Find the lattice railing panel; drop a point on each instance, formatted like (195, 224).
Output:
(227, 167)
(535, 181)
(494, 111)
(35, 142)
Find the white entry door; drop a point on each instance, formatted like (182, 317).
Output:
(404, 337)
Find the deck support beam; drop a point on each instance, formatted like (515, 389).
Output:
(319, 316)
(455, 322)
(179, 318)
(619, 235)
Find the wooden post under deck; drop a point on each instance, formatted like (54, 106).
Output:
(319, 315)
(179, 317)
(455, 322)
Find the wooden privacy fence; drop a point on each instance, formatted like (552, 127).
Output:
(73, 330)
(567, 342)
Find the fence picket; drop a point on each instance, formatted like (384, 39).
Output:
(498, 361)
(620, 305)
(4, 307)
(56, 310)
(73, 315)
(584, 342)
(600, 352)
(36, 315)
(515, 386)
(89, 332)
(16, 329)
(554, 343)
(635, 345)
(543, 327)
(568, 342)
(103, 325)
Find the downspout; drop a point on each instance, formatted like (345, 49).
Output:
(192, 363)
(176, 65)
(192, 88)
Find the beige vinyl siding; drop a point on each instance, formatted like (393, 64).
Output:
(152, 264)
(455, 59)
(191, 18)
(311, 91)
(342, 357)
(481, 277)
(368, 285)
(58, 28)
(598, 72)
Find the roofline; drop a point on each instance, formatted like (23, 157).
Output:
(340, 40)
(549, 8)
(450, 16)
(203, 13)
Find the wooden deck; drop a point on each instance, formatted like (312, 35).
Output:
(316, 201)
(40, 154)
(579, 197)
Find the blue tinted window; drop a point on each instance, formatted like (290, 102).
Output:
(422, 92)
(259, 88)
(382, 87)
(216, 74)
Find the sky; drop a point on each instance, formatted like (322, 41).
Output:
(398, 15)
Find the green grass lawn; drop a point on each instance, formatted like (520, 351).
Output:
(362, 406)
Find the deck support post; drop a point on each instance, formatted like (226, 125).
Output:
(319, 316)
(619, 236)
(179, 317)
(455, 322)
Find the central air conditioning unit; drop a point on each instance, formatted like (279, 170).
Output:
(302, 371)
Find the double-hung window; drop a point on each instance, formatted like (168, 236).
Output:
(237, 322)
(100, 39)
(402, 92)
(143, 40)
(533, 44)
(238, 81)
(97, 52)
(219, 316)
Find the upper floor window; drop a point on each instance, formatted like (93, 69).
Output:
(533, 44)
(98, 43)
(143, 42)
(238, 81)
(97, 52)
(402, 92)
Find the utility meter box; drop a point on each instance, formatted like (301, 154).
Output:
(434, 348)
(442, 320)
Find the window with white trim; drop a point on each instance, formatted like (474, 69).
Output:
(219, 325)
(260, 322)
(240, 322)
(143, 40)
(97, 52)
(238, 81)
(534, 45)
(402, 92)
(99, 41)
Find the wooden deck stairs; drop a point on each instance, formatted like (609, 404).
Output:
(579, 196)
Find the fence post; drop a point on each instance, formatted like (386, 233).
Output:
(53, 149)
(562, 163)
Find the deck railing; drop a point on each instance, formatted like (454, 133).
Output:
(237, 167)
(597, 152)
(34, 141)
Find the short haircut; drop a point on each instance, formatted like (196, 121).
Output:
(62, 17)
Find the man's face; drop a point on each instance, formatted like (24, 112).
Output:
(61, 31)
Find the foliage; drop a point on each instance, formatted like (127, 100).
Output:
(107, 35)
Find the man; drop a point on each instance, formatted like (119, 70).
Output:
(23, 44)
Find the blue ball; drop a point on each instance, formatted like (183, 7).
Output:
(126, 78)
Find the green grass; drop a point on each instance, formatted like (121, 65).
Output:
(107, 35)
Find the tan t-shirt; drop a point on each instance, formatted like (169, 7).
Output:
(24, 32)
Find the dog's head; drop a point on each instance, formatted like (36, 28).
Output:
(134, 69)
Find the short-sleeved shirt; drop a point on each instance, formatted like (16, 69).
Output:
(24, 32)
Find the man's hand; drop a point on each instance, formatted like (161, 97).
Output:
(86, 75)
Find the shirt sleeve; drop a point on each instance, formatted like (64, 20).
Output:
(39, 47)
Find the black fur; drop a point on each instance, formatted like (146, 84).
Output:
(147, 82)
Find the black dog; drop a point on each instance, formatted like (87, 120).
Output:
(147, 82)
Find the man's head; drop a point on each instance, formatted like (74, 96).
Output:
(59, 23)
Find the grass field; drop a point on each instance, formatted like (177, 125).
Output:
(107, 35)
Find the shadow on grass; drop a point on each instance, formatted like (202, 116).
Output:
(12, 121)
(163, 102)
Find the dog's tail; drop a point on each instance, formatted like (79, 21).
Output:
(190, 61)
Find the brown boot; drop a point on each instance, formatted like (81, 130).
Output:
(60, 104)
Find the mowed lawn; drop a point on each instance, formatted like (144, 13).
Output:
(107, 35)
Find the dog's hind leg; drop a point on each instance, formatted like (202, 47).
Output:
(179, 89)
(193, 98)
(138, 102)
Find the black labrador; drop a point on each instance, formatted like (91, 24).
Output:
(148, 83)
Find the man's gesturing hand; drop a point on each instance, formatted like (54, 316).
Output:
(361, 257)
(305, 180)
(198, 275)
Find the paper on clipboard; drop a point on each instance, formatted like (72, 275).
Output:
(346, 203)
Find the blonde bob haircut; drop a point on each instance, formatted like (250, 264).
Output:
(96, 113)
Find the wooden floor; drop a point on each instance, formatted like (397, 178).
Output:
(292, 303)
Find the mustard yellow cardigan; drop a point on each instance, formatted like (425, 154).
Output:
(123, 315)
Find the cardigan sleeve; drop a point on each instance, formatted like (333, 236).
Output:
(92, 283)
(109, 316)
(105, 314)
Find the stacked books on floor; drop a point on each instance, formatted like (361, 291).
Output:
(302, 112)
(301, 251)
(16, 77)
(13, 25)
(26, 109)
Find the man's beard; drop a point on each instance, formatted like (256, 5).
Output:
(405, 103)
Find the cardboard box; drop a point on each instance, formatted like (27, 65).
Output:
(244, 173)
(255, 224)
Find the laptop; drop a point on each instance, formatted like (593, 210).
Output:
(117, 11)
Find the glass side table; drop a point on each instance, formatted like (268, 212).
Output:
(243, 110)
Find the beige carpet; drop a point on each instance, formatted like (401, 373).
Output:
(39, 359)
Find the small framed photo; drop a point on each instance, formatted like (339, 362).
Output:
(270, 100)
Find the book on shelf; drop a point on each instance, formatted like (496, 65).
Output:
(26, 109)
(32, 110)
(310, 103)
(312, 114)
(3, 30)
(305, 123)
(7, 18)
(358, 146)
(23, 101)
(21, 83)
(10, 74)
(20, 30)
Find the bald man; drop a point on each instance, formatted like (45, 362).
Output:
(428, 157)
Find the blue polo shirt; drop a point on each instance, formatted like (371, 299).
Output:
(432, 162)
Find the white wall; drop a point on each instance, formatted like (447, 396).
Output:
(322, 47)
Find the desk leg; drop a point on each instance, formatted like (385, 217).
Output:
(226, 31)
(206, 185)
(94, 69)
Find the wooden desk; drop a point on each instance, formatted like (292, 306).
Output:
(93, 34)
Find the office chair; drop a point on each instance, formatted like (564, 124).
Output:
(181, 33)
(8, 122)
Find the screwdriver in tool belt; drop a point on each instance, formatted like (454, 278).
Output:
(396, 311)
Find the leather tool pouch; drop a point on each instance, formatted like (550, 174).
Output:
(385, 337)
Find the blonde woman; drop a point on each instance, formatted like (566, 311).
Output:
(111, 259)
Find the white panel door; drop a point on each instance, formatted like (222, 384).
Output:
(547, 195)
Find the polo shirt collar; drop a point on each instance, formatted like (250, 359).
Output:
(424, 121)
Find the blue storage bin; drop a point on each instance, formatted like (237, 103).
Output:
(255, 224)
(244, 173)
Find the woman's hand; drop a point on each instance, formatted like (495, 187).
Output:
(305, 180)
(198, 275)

Description of the task - In the entries above, identify every line with the word "fence". Copy those lines.

Answer for this exercise -
Find the wooden privacy fence; drop a point on each instance, formatted like (552, 127).
Find the fence picket; drop a point on each instance, formatted like (384, 39).
Find the fence post; drop a point on each instance, formatted like (386, 233).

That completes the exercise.